YOUR GOAL »
Exact repetition is the task: copy every entry below.

==== TASK DATA ====

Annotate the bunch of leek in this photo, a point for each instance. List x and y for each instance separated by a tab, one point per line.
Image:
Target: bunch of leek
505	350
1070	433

====

ANSWER SPACE »
Annotate the bunch of leek in this photo, a point for each instance. List x and y for each instance separated by a tab, one point per line.
Image:
Target: bunch of leek
505	350
1070	433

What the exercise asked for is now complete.